Data for this task start

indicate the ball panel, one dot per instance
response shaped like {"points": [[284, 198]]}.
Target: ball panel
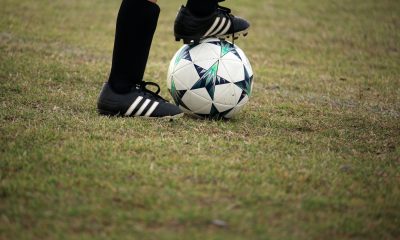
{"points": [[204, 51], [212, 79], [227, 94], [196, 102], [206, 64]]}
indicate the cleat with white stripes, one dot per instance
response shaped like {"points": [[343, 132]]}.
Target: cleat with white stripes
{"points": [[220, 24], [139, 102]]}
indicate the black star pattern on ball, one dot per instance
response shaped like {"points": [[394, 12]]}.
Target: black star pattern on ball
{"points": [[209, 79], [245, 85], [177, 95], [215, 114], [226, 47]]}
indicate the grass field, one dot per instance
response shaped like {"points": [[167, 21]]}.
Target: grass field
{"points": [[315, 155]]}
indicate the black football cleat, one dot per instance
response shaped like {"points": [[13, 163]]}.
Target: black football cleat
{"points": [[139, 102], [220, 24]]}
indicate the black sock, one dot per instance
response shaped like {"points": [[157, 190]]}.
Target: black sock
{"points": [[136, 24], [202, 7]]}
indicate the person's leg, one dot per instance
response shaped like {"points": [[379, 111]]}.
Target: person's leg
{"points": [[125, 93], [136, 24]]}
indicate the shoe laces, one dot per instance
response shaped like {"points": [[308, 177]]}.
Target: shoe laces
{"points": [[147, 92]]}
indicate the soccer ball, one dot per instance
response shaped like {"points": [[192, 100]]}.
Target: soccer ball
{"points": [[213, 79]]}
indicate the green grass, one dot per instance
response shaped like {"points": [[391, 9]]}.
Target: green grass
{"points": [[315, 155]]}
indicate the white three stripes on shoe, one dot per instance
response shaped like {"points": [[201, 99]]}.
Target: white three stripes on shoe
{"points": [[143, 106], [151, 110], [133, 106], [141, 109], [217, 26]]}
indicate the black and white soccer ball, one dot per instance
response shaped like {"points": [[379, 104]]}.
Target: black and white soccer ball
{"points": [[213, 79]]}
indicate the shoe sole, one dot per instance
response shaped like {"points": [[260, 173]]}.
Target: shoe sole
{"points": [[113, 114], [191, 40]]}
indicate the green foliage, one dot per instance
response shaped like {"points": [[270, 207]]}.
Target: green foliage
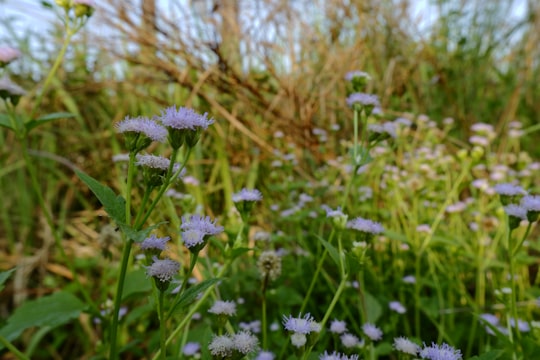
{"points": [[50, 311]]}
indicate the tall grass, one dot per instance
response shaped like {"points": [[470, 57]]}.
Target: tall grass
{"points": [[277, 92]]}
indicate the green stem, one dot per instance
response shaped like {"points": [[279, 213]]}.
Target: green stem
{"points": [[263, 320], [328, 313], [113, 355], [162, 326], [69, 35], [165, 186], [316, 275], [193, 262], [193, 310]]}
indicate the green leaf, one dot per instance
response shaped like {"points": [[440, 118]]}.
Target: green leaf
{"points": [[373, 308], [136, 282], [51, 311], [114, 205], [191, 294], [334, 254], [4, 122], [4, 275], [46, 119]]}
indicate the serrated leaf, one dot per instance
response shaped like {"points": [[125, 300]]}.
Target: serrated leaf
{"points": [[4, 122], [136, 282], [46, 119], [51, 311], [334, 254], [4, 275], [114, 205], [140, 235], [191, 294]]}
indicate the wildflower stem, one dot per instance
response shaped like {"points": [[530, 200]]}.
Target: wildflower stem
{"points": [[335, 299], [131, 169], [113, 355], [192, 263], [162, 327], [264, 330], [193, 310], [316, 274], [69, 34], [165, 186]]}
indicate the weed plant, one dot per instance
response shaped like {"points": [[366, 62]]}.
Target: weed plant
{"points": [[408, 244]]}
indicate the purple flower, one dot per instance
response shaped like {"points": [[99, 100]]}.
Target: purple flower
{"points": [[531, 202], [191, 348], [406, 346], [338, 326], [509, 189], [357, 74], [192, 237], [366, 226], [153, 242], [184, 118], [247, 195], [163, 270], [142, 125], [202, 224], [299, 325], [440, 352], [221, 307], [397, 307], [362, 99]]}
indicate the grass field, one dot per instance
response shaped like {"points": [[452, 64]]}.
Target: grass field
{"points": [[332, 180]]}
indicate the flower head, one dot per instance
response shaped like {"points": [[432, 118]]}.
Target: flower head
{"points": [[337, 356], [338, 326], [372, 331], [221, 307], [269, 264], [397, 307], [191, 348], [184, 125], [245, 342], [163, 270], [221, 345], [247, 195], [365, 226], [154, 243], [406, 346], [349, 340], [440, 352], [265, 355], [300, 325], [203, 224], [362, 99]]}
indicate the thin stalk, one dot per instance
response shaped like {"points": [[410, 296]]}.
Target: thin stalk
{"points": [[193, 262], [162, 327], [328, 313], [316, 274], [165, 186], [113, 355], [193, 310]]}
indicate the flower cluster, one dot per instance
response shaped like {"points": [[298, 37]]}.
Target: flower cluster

Data for this task end

* Exercise instructions *
Repeat exactly the lines starting at the line with "indicate the wildflower" and ending with the final line of the entries. Include nothing else.

* Task output *
indicate the wildflower stem, one dot per instance
response shaped like {"points": [[530, 200]]}.
Target: wildflower stem
{"points": [[335, 299], [131, 169], [113, 355], [192, 263], [162, 327], [264, 330], [193, 310], [316, 274], [69, 34], [165, 186]]}
indicate the weed plant, one dot per instance
response shaped like {"points": [[366, 62]]}.
Target: weed plant
{"points": [[408, 244]]}
indicate the purple flower, one dot per instance
response shaped like {"points": [[99, 100]]}.
Target: purple flower
{"points": [[531, 202], [191, 348], [406, 346], [338, 326], [509, 189], [357, 74], [192, 237], [366, 226], [153, 242], [184, 118], [247, 195], [163, 270], [142, 125], [202, 224], [299, 325], [440, 352], [221, 307], [397, 307], [362, 99]]}
indicate the grass field, one dot per instance
response shaped like {"points": [[452, 64]]}.
Target: grass field
{"points": [[332, 180]]}
indicate the flower head, one dot per instance
response shaped like {"points": [[432, 118]]}.
Target: flower head
{"points": [[337, 356], [338, 326], [372, 331], [221, 307], [269, 264], [397, 307], [191, 348], [184, 125], [245, 342], [163, 270], [221, 345], [247, 195], [365, 226], [154, 243], [406, 346], [349, 340], [440, 352], [265, 355], [300, 325], [203, 224], [362, 99]]}
indicate the thin stalk, one dot per instance
response shaped like {"points": [[410, 296]]}.
Target: thin stalk
{"points": [[193, 262], [162, 327], [328, 313], [316, 274], [165, 186], [113, 355], [193, 310]]}
indicate the flower cluster, one dot per instance
response shaped like {"points": [[298, 37]]}.
Target: flower cluster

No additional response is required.